GIVEN PROBLEM: Identify every line in the items below that contains the string "rear" and copy each such line in full.

MATERIAL SUPPLIED:
***

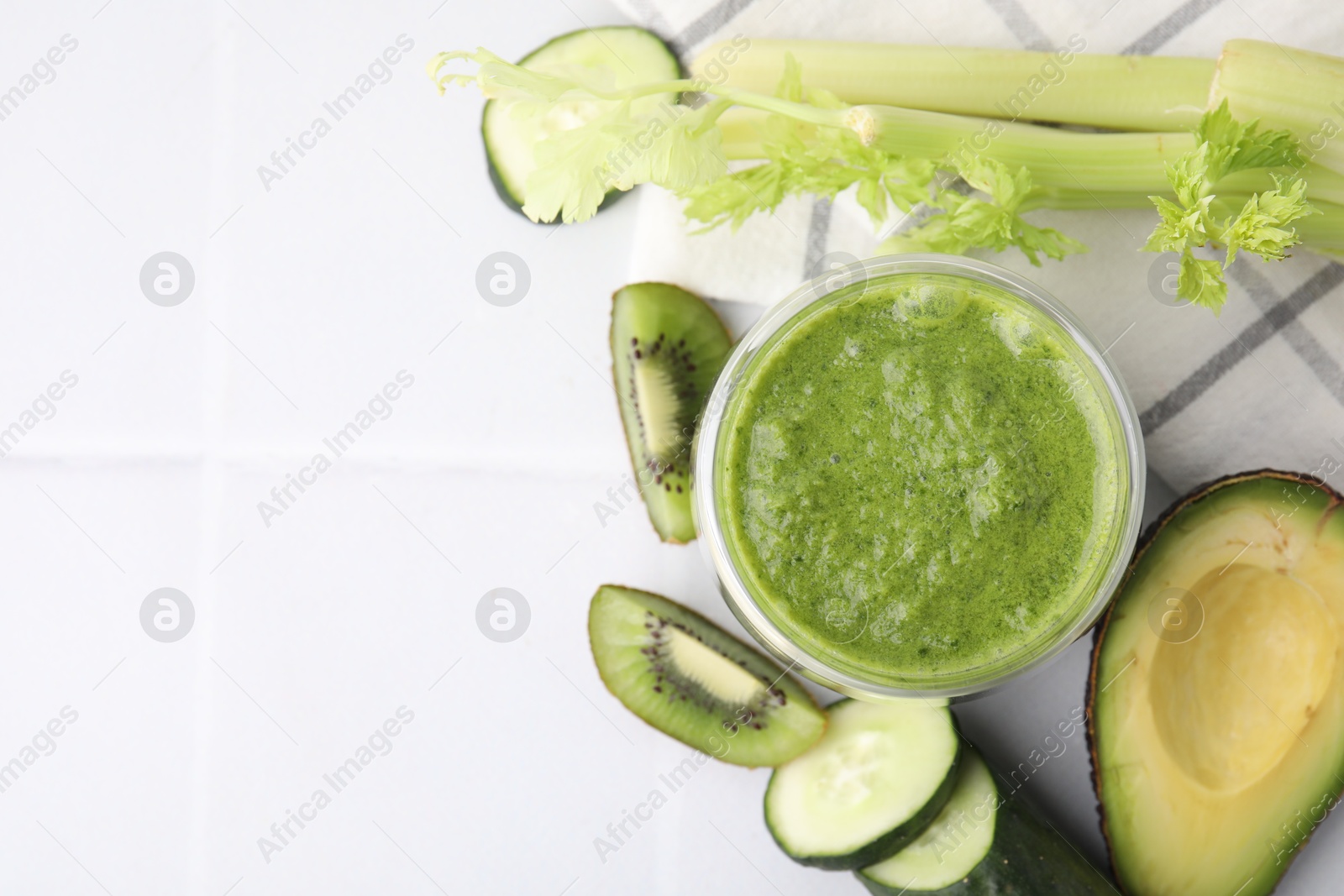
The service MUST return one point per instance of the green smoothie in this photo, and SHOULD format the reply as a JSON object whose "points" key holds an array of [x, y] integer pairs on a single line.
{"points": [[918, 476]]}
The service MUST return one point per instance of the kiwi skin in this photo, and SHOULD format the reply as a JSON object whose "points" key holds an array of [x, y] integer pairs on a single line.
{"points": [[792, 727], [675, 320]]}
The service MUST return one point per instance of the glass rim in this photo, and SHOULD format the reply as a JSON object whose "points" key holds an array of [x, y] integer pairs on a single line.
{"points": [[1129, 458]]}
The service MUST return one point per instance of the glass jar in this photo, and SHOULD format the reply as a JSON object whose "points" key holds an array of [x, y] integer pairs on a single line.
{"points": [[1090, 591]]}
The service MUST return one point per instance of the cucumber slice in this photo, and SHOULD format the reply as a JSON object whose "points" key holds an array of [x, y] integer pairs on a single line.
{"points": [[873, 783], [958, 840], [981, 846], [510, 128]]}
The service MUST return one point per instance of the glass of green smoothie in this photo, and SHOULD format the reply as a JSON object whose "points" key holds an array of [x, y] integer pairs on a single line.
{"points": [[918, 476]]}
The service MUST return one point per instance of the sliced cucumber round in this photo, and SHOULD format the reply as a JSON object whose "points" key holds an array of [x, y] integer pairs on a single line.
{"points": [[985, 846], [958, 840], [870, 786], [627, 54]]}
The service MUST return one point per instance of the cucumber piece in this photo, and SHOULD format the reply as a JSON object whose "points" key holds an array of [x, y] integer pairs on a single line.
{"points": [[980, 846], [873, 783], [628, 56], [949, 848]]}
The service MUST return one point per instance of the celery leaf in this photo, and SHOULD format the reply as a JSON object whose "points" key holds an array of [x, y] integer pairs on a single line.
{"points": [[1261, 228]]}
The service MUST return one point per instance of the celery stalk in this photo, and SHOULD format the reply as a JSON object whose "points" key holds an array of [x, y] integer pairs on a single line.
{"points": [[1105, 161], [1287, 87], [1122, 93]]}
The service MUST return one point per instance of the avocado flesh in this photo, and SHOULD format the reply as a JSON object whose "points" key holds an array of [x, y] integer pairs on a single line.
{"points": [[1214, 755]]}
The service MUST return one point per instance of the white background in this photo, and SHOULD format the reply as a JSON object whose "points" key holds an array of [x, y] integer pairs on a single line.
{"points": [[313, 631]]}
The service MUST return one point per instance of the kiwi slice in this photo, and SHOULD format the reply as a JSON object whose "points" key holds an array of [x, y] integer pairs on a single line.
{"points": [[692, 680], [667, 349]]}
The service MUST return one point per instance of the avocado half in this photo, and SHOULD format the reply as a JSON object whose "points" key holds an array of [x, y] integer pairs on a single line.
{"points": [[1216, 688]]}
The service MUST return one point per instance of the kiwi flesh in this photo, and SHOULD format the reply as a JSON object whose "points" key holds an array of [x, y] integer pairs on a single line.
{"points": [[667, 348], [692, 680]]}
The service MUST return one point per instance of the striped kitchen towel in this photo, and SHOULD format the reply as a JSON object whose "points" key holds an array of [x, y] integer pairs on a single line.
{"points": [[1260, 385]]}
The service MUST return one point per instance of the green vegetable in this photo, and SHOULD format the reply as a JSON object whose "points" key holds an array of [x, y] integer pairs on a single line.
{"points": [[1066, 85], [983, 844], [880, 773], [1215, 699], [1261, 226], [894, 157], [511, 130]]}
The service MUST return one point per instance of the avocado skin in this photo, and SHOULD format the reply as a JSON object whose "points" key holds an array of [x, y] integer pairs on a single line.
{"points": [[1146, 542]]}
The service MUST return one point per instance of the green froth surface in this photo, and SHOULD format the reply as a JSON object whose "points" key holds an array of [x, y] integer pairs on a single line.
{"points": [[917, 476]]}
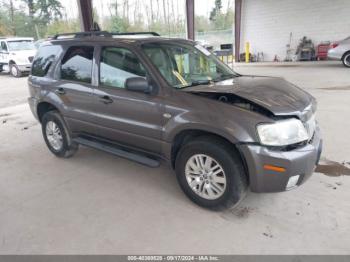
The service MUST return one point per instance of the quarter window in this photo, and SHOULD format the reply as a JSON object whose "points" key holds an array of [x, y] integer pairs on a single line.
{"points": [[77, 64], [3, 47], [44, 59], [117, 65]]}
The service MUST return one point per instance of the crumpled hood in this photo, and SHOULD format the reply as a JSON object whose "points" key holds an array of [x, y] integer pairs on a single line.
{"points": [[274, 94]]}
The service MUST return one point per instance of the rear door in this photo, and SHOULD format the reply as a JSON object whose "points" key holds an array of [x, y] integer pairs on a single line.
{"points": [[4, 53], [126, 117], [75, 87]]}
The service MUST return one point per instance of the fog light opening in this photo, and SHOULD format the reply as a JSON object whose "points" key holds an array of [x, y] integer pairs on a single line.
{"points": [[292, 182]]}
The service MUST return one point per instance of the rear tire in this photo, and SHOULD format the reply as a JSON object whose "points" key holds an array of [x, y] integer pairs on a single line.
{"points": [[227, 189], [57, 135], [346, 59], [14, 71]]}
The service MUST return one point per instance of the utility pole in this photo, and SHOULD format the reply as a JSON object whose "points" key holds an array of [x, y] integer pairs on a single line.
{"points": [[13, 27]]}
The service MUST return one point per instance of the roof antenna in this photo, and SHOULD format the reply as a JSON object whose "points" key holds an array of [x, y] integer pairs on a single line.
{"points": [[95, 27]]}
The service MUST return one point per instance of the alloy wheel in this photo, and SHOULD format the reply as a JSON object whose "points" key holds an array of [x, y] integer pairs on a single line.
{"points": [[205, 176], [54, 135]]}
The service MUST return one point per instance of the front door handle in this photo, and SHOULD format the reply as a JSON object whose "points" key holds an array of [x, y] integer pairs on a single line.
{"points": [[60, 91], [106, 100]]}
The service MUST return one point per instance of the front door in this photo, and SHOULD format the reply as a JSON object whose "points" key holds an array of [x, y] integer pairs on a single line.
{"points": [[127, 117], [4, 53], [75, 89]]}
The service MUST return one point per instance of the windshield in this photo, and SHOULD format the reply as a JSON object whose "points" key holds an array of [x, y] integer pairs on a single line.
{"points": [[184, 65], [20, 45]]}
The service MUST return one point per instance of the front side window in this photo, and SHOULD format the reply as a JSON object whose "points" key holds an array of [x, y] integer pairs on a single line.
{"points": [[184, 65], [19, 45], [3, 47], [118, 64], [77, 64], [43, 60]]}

***

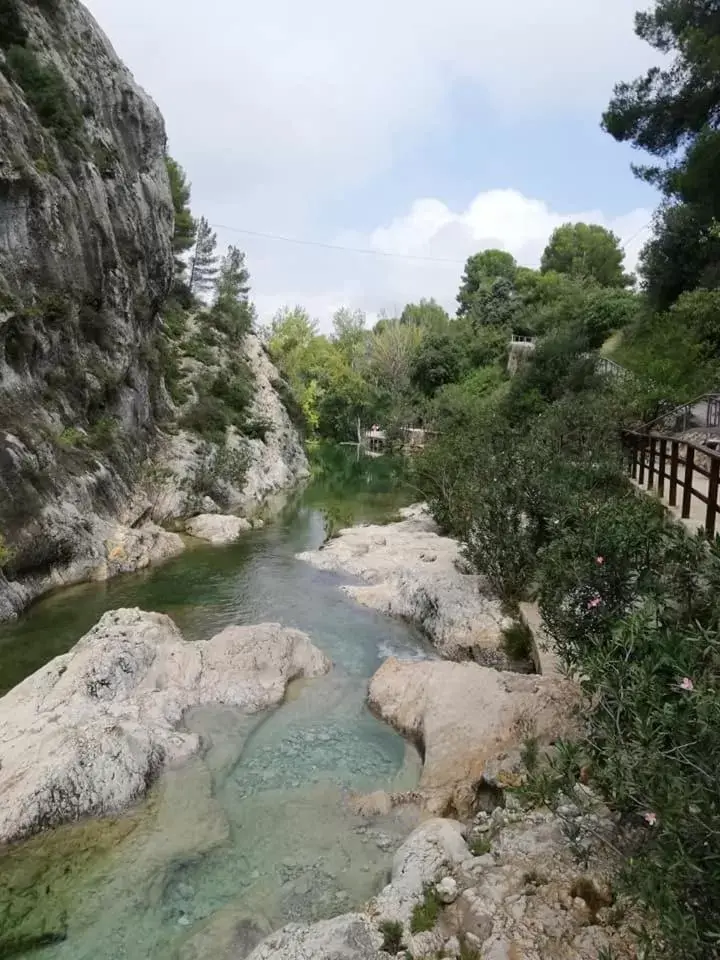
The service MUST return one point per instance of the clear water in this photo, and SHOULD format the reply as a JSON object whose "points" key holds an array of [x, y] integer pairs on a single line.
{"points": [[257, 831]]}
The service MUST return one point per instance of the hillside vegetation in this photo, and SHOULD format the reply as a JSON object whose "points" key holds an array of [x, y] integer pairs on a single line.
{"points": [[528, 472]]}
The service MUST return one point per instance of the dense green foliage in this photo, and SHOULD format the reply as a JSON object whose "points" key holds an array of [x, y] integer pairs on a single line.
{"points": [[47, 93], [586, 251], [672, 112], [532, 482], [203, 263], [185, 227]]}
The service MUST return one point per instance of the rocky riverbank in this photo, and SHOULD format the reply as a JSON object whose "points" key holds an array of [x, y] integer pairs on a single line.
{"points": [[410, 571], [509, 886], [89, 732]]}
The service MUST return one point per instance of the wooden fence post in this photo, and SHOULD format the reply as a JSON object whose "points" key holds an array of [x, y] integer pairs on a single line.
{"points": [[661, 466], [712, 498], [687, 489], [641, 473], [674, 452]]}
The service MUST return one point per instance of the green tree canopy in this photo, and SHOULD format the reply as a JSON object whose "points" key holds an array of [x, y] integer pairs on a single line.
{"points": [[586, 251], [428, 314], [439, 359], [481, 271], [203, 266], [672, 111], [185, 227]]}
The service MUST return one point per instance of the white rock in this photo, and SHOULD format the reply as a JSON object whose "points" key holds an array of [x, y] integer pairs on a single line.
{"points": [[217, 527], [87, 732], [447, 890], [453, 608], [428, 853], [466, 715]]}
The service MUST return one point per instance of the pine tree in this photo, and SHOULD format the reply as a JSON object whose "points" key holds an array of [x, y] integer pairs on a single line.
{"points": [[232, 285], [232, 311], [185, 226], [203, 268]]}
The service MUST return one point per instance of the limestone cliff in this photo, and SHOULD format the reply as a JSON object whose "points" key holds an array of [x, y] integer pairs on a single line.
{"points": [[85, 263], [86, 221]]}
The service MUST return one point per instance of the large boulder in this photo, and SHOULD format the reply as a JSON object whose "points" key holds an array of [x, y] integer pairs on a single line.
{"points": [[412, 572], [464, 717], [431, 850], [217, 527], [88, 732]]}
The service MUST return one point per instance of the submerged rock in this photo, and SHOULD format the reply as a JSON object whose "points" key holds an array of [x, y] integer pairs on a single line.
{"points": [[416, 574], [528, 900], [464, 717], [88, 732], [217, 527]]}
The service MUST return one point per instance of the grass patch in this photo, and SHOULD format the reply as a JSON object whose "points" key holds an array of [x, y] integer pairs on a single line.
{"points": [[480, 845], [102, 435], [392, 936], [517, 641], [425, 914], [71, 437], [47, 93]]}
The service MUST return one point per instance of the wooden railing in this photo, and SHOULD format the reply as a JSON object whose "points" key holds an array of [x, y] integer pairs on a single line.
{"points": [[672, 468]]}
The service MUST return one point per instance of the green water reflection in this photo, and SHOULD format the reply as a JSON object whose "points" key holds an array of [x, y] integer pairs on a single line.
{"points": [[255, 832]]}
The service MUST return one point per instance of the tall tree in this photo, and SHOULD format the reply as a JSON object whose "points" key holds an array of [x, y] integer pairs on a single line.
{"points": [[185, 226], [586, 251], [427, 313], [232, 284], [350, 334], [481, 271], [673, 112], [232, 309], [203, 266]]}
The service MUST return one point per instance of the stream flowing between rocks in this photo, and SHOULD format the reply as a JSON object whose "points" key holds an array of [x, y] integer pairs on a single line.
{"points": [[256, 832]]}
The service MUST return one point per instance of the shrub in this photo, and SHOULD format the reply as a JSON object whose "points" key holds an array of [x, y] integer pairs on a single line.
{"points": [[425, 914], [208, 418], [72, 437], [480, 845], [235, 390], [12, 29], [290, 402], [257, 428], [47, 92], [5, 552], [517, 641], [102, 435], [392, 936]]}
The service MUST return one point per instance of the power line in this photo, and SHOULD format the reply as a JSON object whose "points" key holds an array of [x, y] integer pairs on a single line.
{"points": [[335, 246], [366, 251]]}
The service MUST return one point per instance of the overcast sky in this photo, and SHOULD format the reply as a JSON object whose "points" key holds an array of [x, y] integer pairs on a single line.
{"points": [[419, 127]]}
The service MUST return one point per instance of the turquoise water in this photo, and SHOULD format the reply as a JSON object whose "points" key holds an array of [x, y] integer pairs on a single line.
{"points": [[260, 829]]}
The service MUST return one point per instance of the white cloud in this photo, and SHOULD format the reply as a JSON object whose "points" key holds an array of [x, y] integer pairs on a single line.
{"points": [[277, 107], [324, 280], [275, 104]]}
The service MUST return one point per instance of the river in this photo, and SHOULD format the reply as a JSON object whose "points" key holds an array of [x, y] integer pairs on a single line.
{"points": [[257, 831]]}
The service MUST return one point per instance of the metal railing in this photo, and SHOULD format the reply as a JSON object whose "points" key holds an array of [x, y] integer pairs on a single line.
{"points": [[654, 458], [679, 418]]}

***

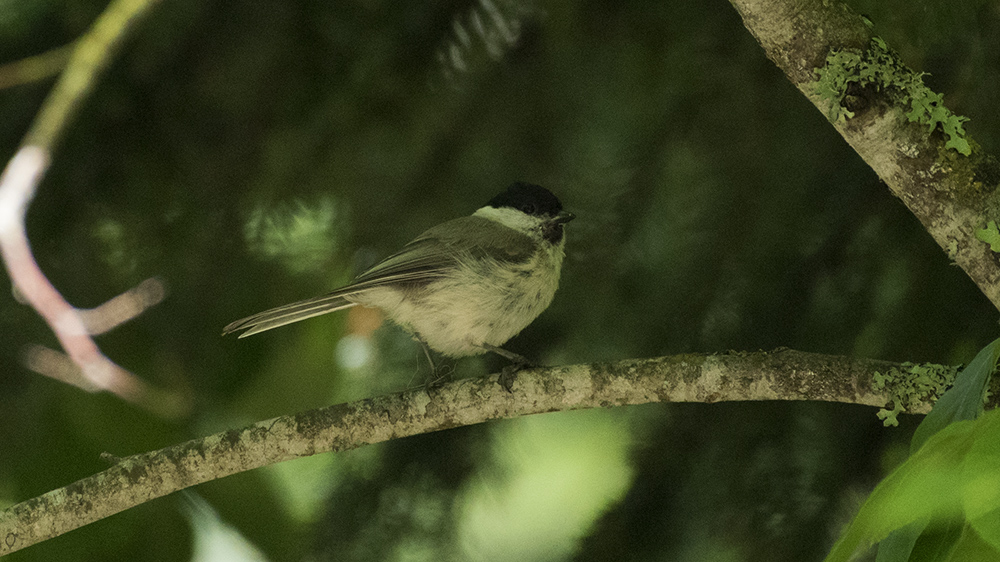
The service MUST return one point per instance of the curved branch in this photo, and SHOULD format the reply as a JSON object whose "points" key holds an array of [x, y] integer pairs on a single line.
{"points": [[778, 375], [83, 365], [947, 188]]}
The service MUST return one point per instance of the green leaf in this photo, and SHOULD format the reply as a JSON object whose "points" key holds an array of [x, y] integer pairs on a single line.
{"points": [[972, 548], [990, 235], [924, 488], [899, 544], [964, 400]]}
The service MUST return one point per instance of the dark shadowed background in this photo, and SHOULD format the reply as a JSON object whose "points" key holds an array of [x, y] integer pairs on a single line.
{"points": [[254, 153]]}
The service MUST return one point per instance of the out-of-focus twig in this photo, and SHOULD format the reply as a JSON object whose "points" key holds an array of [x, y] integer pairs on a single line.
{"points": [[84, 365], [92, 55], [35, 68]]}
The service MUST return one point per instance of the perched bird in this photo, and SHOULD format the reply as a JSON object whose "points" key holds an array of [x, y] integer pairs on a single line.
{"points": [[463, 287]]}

***

WRITTEN SOLUTION:
The service MUST return one point per instance of the rear door in this photo, and SHOULD format the reply as a JSON object whose "points" key holds an array of [x, y] integer pairs on a single line.
The service MUST return one point per instance of the rear tire in this photo, and SHOULD format the reply as a JSON object whose "points" key holds an array of [x, y] integer pairs on a single line.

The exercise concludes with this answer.